Task statement: Please count how many lines of the records below contain the string "sneaker", with case counting, and give only that number.

Data supplied:
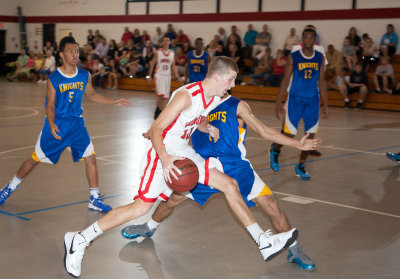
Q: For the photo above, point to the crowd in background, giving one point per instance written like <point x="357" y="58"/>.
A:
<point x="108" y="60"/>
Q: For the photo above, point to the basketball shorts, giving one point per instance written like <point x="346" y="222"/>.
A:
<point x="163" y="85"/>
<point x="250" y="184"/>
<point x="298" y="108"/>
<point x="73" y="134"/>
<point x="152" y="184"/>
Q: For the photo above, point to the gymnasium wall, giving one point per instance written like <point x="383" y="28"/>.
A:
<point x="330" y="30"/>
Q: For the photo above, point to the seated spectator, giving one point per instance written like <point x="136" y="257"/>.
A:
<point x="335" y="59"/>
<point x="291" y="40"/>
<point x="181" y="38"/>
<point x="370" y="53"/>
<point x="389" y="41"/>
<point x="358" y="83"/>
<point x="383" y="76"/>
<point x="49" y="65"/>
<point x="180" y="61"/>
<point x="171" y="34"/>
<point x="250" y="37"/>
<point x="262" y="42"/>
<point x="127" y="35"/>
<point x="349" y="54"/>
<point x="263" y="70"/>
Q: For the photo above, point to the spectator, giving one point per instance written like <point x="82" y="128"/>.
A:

---

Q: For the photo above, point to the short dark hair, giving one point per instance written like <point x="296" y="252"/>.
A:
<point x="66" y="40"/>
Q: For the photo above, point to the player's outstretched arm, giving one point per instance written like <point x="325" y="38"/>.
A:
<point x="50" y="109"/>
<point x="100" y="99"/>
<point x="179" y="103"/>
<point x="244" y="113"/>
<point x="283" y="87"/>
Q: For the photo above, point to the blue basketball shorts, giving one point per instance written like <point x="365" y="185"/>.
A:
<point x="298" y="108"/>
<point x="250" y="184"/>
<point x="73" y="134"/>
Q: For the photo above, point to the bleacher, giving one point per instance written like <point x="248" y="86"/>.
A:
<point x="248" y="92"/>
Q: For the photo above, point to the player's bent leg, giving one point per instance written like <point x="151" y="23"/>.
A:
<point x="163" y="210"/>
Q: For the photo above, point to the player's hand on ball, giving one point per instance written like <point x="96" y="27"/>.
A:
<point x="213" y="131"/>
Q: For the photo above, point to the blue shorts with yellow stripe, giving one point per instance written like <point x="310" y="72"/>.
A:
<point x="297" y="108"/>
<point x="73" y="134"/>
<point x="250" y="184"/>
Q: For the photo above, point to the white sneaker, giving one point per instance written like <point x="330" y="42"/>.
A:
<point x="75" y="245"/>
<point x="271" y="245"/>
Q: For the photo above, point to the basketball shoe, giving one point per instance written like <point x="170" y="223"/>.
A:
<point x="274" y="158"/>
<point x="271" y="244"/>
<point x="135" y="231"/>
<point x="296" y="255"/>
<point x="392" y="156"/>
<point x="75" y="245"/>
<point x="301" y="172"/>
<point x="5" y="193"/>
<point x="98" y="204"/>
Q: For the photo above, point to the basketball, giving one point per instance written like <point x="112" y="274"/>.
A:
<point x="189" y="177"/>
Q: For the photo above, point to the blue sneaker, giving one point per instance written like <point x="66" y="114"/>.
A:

Answer to the exercise: 2